- **REQUIREMENT**:
Gather every line of the material below that contains the string "rise", and copy each one in full.
==== DATASET ENTRIES ====
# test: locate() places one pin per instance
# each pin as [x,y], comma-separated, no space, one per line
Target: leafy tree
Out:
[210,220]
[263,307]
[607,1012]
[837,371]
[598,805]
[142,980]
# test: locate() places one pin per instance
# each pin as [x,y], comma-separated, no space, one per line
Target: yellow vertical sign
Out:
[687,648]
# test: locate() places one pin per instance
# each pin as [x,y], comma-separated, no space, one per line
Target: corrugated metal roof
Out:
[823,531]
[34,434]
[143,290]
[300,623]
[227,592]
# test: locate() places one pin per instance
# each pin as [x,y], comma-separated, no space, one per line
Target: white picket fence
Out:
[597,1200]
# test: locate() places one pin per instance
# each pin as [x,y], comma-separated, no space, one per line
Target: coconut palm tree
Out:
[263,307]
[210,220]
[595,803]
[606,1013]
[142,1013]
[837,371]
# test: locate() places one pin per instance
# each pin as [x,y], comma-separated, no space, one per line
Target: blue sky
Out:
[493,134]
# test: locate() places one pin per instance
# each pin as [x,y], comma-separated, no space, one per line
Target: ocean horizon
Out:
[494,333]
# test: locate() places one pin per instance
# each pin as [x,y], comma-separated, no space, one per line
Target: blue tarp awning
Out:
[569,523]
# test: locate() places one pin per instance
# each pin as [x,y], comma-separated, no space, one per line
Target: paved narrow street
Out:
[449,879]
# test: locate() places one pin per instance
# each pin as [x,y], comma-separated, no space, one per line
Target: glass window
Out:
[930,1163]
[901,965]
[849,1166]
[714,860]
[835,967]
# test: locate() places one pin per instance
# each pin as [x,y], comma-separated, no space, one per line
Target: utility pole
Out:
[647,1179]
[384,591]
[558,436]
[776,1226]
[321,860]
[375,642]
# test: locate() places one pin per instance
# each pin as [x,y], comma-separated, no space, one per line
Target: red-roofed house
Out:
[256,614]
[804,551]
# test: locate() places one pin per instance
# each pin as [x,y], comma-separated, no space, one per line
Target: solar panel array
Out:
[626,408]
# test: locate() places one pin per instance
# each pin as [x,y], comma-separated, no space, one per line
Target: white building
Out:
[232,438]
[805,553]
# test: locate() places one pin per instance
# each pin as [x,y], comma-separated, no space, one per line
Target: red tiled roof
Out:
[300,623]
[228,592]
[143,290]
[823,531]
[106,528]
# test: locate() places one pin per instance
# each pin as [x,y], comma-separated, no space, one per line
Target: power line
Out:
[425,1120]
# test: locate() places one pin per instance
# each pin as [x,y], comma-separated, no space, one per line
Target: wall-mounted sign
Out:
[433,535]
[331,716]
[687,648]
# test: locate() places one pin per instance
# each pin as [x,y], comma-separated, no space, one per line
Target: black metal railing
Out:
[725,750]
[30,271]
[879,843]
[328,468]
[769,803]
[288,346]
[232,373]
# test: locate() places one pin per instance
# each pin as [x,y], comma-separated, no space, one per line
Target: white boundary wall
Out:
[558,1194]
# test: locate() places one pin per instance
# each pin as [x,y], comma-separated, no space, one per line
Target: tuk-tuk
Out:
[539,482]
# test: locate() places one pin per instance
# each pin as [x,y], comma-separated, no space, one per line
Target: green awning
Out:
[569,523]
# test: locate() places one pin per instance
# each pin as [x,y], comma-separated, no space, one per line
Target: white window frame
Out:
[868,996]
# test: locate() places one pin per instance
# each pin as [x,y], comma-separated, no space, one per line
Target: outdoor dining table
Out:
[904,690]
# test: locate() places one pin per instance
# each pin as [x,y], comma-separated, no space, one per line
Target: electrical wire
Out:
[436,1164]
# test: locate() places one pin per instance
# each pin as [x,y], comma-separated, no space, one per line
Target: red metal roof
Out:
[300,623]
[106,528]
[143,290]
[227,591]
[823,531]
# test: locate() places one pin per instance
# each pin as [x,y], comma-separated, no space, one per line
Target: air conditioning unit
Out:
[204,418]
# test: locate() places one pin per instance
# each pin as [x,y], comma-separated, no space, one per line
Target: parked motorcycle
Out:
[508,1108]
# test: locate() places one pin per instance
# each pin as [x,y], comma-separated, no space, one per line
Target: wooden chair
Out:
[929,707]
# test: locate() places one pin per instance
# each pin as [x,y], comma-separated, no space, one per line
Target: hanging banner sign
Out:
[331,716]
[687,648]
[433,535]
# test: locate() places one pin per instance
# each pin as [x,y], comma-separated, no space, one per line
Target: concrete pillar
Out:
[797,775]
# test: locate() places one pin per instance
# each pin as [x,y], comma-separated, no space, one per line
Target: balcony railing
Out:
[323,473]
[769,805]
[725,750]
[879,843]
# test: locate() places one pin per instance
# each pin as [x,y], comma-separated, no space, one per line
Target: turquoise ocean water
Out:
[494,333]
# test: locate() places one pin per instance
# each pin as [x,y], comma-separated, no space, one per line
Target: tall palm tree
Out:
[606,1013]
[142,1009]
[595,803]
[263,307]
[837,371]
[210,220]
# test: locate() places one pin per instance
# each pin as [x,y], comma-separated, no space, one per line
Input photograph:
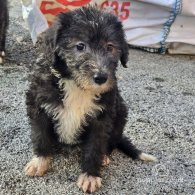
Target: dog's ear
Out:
[124,54]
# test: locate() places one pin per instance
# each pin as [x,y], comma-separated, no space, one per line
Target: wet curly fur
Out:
[73,96]
[4,19]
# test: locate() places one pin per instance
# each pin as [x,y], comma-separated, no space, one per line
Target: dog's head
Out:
[87,47]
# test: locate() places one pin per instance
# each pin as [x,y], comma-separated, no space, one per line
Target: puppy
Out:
[4,19]
[73,96]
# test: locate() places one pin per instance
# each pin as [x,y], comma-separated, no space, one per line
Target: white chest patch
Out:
[77,104]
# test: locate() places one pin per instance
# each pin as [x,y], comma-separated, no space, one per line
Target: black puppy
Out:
[4,19]
[73,96]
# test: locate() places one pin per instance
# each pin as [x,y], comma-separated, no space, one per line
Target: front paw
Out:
[89,183]
[38,166]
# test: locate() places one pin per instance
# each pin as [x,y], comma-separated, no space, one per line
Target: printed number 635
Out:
[122,11]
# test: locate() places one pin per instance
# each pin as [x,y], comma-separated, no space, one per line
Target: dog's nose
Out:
[100,78]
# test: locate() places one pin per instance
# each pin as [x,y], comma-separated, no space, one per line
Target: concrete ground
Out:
[160,93]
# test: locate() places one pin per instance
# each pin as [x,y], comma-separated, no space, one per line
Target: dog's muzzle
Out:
[100,78]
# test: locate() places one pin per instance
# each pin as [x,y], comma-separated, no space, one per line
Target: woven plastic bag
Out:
[154,25]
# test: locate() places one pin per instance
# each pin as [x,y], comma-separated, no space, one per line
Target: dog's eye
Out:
[110,48]
[81,47]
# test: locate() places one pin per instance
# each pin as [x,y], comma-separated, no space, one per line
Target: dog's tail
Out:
[130,150]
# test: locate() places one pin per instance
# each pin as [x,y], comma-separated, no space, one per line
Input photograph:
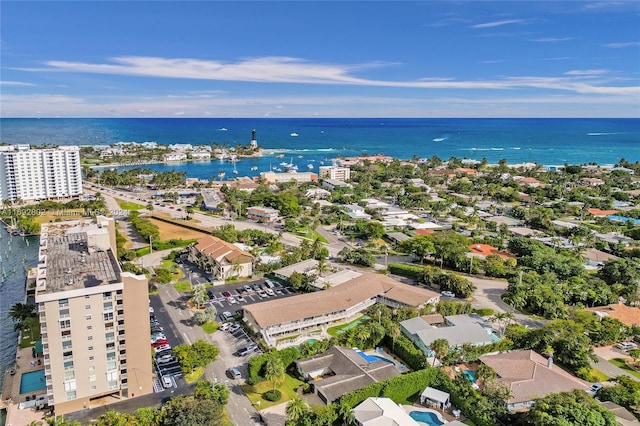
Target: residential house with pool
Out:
[308,315]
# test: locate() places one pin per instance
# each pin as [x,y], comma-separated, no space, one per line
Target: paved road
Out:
[239,407]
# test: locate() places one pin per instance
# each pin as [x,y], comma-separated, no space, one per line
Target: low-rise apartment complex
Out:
[93,317]
[307,312]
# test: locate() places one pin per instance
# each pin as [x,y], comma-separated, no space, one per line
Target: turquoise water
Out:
[546,141]
[470,375]
[425,417]
[32,381]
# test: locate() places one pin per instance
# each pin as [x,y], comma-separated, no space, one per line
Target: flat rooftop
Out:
[73,262]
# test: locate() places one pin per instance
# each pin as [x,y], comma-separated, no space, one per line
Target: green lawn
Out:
[339,329]
[209,327]
[129,205]
[288,389]
[620,362]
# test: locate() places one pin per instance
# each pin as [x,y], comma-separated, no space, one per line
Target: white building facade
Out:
[39,174]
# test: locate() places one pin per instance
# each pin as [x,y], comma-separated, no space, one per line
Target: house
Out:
[220,258]
[484,250]
[265,214]
[529,376]
[628,315]
[381,412]
[303,313]
[347,370]
[457,330]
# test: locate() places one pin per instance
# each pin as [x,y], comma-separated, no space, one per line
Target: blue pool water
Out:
[374,358]
[425,417]
[32,381]
[470,375]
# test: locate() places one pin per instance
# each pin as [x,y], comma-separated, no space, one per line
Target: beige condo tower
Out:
[93,317]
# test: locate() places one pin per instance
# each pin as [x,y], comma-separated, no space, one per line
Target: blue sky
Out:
[320,58]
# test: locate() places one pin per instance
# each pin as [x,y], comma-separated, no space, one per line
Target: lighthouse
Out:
[254,142]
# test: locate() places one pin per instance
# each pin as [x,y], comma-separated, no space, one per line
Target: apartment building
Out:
[39,174]
[95,334]
[335,173]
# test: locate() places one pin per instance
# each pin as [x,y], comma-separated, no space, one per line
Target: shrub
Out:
[272,395]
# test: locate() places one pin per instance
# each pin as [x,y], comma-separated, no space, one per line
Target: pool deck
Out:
[11,396]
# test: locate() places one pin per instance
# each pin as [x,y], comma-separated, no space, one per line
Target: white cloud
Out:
[15,83]
[622,45]
[551,39]
[587,72]
[295,70]
[498,23]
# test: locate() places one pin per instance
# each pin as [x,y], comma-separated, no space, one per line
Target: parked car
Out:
[161,348]
[234,372]
[626,345]
[595,388]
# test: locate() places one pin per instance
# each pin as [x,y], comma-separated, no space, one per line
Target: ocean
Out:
[17,254]
[545,141]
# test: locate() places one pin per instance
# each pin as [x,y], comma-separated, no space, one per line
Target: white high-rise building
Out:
[39,174]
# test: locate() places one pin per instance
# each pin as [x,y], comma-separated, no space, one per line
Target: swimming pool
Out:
[32,381]
[470,375]
[426,417]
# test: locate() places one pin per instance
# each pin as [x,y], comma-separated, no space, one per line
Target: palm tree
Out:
[274,371]
[296,409]
[440,348]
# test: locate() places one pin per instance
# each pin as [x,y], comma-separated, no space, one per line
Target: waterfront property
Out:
[341,370]
[220,258]
[277,319]
[93,318]
[39,174]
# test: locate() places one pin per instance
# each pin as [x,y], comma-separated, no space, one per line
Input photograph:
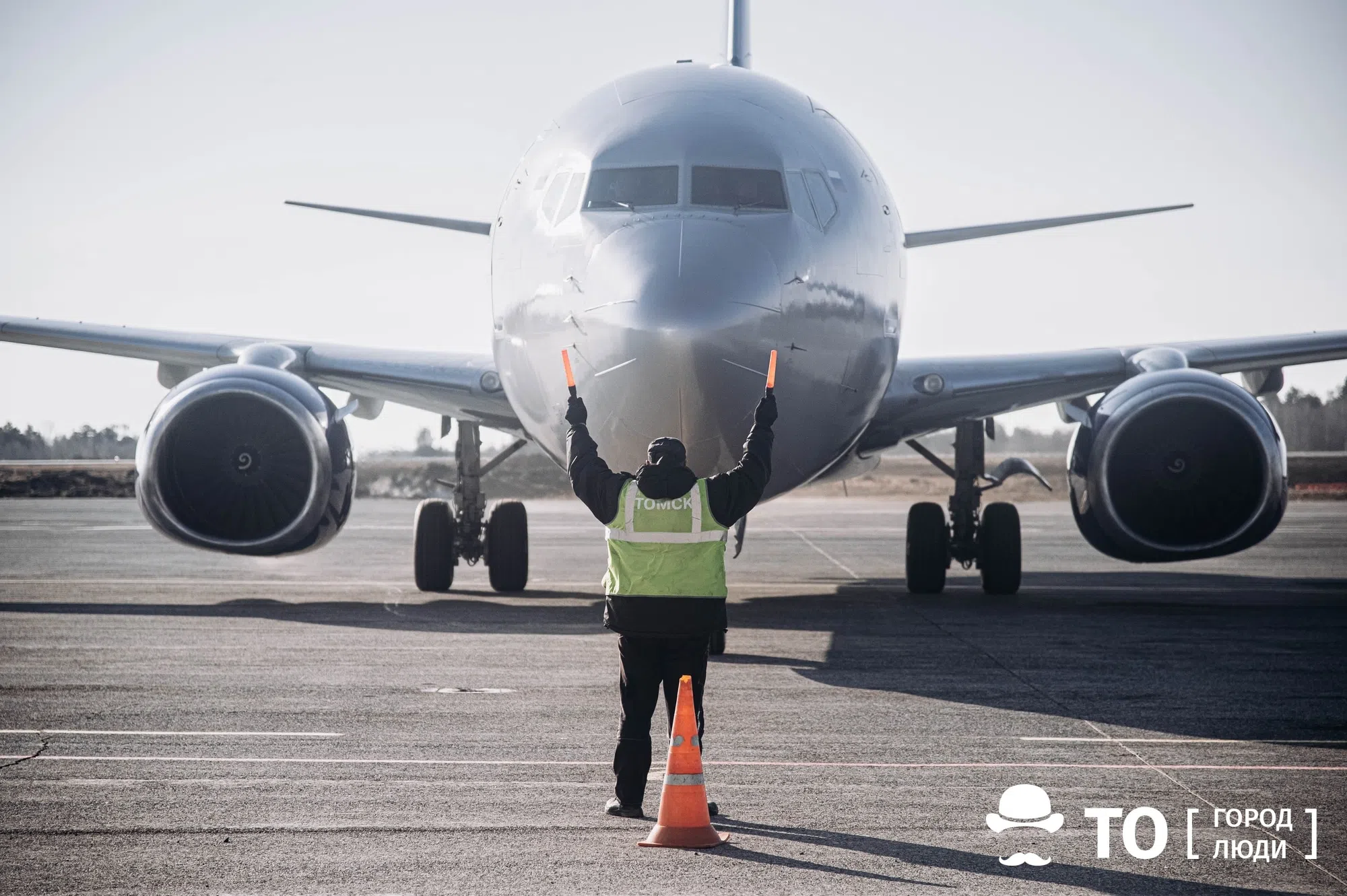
====
- **SOLVED PROBLEM**:
Target: low-rise apartment complex
Target: white high-rise building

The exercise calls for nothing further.